- Text passage -
## BEGIN

This report briefly describes and provides code for the data preparation undertaken for the capstone project of the Johns Hopkins Data Science Specialization. The purpose is to briefly summarize the process and make the code available for others who might want to review or adapt the process.
The data used to build the predictive model consists of three files
of English language text provided in the en_US directory of
the capstone
dataset. They contain text samples from blogs, news stories, and
tweets, respectively:
en_US.blogs.txten_US.news.txten_US.twitter.txtThe project is based on a 10% sample of the lines in all three files,
here grouped into a single data_frame named data_subset
Initial text cleaning splits hyphenated words, removes
non-sentence-ending punctuation, removes extra spaces, and expands
contractions like “I’m” and “don’t” based on a named vector of
contractions and their expanded forms (contraction_vector).
I do not convert to lowercase because this will happen later as part of
tokenization.
clean_text <- function(text) {
text <- str_replace_all(text, "-", " ") # split hyphenated words
text <- str_replace_all(text, "’", "'") # make all apostrophes non-curly for contraction matching
text <- str_replace_all(text, "[^a-zA-Z0-9\\s\\.\\!\\?']", "") # remove most punctuation
text <- str_squish(text) # remove extra spaces
text <- str_replace_all(text, contraction_vector) # expand contractions
return(text)
}
data_subset <- data_subset %>%
mutate(id = row_number()) %>%
relocate(id) %>%
mutate(text = clean_text(text))
The result is a partially cleaned data frame with a 10% sample of the three original text files (426,969 rows). For now, spelling errors and profanity are kept in the data: removing them at this early stage could change word sequence and result in some unlikely trigrams later. I will also leave stop words because they support the project purpose: selecting the desired word from a short list may be faster than typing, even for very short or common words.
Trigrams, or strings of three consecutive words, will be the building block for the predictive model. It is important to split the text into sentences before creating trigrams so that the trigrams do not cross sentence boundaries, which could result in unlikely or grammatically incorrect trigrams.
split_into_sentences <- function(text) {
tokenize_sentences(text) %>% unlist()

## END

- Dataset records -
## BEGIN

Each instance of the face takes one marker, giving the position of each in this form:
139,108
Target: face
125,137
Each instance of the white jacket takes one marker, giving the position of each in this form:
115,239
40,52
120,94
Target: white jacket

## END

- Tasks to perform -
- a) Reproduce the passage of the data preparation report from "The result is" up to and including "tokenize_sentences(text) %>% unlist()".
- b) In the data preparation report, how many rows does the partially cleaned data frame contain?

- Completed exercise -
- a)
The result is a partially cleaned data frame with a 10% sample of the three original text files (426,969 rows). For now, spelling errors and profanity are kept in the data: removing them at this early stage could change word sequence and result in some unlikely trigrams later. I will also leave stop words because they support the project purpose: selecting the desired word from a short list may be faster than typing, even for very short or common words.
Trigrams, or strings of three consecutive words, will be the building block for the predictive model. It is important to split the text into sentences before creating trigrams so that the trigrams do not cross sentence boundaries, which could result in unlikely or grammatically incorrect trigrams.
split_into_sentences <- function(text) {
tokenize_sentences(text) %>% unlist()

- b) 426,969 rows.